## TRECHO FORNECIDO

● ● ●

RECEITA NIPO-CAIPIRA

Com criações tão sedutoras e instigantes quanto as de Vivianne, a nipo-paulistana Saiko Izawa, veio ainda adolescente para o Brasil com a família. Nascida na capital japonesa, voltou para lá anos depois para aprimorar a vocação precoce para o doce e estudar na prestigiada Le Cordon Bleu de Tóquio e, a seguir, na de Paris. Ainda na capital japonesa, estagiou na famosa padaria familiar Comus, que lhe ensinou os segredos da panificação oriental. De volta ao Brasil, iniciou-se na produção de doces e pães destinada ao consumo da colônia japonesa de São Paulo para, em seguida, enveredar na restauração profissional com o chef Alex Atala, no D.O.M.

● ● ●

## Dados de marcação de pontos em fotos
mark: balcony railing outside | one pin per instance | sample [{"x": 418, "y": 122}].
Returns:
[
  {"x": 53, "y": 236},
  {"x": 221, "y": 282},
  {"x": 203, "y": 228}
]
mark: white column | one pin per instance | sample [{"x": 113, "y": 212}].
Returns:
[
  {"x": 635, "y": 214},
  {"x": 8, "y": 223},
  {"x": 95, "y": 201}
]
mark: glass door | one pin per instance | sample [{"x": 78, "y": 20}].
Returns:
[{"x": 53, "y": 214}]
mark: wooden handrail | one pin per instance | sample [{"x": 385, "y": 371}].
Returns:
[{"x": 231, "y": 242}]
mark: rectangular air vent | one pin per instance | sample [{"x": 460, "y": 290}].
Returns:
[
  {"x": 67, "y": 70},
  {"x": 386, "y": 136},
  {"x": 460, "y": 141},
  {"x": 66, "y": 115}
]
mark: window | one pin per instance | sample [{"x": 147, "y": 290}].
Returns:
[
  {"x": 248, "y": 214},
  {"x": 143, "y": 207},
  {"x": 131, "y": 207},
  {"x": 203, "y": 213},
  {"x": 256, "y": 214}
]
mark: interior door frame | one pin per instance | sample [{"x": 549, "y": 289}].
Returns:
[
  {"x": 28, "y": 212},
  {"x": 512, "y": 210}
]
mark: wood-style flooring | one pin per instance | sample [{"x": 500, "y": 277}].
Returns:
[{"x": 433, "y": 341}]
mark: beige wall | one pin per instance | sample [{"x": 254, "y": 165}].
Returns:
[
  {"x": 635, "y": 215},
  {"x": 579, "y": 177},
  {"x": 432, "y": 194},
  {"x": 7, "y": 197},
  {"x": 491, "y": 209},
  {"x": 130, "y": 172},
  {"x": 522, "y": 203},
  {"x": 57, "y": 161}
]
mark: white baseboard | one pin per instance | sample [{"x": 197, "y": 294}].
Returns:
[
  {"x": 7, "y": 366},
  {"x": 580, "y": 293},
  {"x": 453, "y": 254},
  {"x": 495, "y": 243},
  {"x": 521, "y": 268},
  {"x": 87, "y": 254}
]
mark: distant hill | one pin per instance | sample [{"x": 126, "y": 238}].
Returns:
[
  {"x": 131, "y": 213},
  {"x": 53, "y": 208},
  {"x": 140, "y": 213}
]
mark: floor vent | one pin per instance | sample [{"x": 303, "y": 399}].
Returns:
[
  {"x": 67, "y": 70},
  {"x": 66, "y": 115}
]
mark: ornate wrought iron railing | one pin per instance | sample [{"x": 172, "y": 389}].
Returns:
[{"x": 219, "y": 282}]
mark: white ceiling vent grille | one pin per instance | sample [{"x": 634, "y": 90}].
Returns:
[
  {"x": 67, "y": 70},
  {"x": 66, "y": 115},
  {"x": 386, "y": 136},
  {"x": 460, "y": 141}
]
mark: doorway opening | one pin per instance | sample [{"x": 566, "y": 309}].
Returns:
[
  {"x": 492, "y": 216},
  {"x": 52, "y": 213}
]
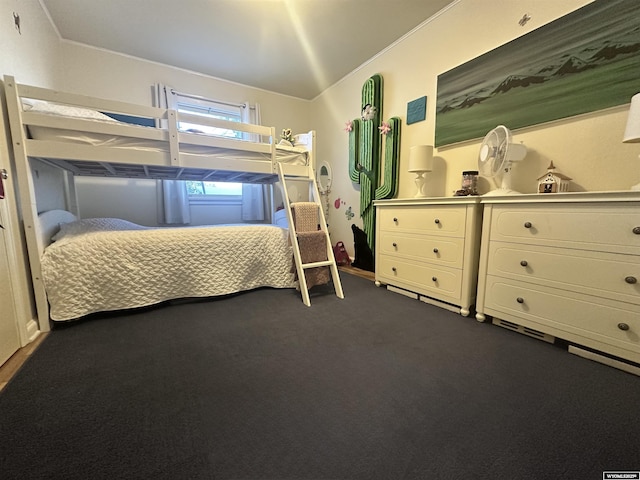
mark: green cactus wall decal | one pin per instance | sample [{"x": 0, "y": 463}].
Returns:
[{"x": 365, "y": 159}]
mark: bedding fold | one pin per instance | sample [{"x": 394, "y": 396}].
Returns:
[{"x": 114, "y": 265}]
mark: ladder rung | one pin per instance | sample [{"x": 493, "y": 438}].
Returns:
[
  {"x": 325, "y": 263},
  {"x": 299, "y": 179}
]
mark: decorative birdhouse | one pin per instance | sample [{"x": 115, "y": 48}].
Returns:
[{"x": 553, "y": 181}]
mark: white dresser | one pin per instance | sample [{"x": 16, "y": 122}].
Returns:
[
  {"x": 564, "y": 265},
  {"x": 428, "y": 248}
]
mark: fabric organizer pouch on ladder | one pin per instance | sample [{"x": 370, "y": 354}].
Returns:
[{"x": 311, "y": 240}]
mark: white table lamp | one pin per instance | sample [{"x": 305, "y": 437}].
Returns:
[
  {"x": 420, "y": 162},
  {"x": 632, "y": 132}
]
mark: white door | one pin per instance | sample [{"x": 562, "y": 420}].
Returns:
[{"x": 9, "y": 339}]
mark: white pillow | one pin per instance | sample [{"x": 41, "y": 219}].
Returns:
[
  {"x": 64, "y": 110},
  {"x": 89, "y": 225}
]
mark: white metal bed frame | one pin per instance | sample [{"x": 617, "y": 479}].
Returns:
[{"x": 168, "y": 163}]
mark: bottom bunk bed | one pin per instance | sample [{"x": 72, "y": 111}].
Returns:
[{"x": 107, "y": 264}]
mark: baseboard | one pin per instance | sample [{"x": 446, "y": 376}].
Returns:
[
  {"x": 32, "y": 330},
  {"x": 401, "y": 291},
  {"x": 611, "y": 362},
  {"x": 545, "y": 337},
  {"x": 441, "y": 304}
]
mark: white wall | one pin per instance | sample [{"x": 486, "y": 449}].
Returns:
[
  {"x": 101, "y": 73},
  {"x": 589, "y": 148}
]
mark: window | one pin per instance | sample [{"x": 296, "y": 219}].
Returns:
[
  {"x": 213, "y": 188},
  {"x": 210, "y": 192},
  {"x": 207, "y": 108}
]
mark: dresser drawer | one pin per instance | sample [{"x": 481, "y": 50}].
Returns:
[
  {"x": 607, "y": 275},
  {"x": 588, "y": 226},
  {"x": 443, "y": 220},
  {"x": 419, "y": 277},
  {"x": 587, "y": 320},
  {"x": 447, "y": 251}
]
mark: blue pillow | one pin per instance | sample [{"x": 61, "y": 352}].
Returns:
[{"x": 145, "y": 122}]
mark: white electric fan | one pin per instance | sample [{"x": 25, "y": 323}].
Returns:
[{"x": 497, "y": 154}]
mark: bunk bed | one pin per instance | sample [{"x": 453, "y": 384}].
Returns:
[{"x": 80, "y": 135}]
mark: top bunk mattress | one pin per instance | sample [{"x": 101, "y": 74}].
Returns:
[{"x": 284, "y": 153}]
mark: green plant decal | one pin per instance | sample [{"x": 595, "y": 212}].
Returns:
[{"x": 365, "y": 155}]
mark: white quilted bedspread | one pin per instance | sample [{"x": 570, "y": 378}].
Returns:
[{"x": 111, "y": 264}]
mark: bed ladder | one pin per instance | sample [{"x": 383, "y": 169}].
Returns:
[{"x": 314, "y": 197}]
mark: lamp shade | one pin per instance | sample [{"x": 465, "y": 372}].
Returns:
[
  {"x": 632, "y": 132},
  {"x": 421, "y": 158}
]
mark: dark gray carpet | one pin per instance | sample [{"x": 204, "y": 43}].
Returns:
[{"x": 258, "y": 386}]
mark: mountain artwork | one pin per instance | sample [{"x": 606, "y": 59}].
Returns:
[{"x": 586, "y": 61}]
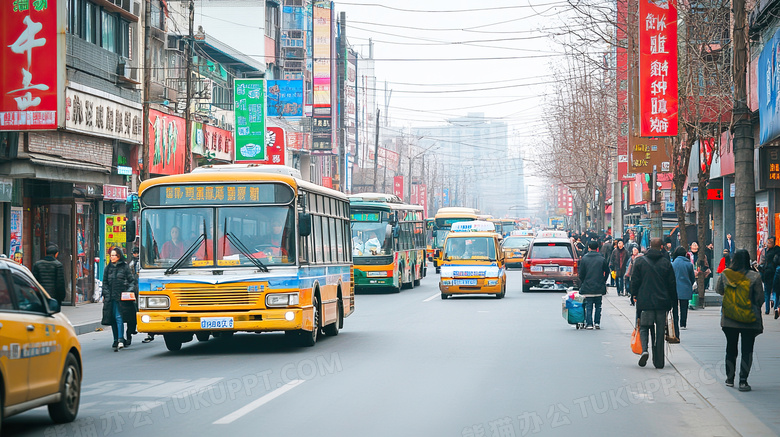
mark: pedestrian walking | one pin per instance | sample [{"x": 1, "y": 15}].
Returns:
[
  {"x": 618, "y": 262},
  {"x": 635, "y": 253},
  {"x": 770, "y": 258},
  {"x": 119, "y": 298},
  {"x": 593, "y": 272},
  {"x": 50, "y": 273},
  {"x": 684, "y": 279},
  {"x": 653, "y": 287},
  {"x": 740, "y": 316}
]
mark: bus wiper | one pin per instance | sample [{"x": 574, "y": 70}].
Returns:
[
  {"x": 188, "y": 253},
  {"x": 243, "y": 249}
]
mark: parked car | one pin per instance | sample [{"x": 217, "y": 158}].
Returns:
[{"x": 40, "y": 355}]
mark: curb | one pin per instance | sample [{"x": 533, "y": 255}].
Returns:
[{"x": 87, "y": 327}]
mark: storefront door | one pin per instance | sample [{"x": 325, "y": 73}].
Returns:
[
  {"x": 85, "y": 255},
  {"x": 52, "y": 224}
]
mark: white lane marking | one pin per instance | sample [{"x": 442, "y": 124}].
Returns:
[
  {"x": 257, "y": 403},
  {"x": 432, "y": 297}
]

● ● ●

## TAREFAS A CUMPRIR
#1 Responda, por favor, com base no trecho sobre Saiko Izawa:
(a) Em qual padaria ela estagiou?
(b) Em quais escolas ela estudou?
(c) Com qual chef e em qual restaurante ela trabalhou?
#2 Informe todas as linhas dos registros que contêm a palavra "dresser", diferenciando maiúsculas de minúsculas.

## RESPOSTAS ABAIXO
#1
(a) Na padaria familiar Comus.
(b) Na Le Cordon Bleu de Tóquio e, a seguir, na de Paris.
(c) Com o chef Alex Atala, no D.O.M.

#2
mark: white dresser | one pin per instance | sample [{"x": 16, "y": 122}].
mark: dresser drawer | one pin per instance | sample [{"x": 481, "y": 50}].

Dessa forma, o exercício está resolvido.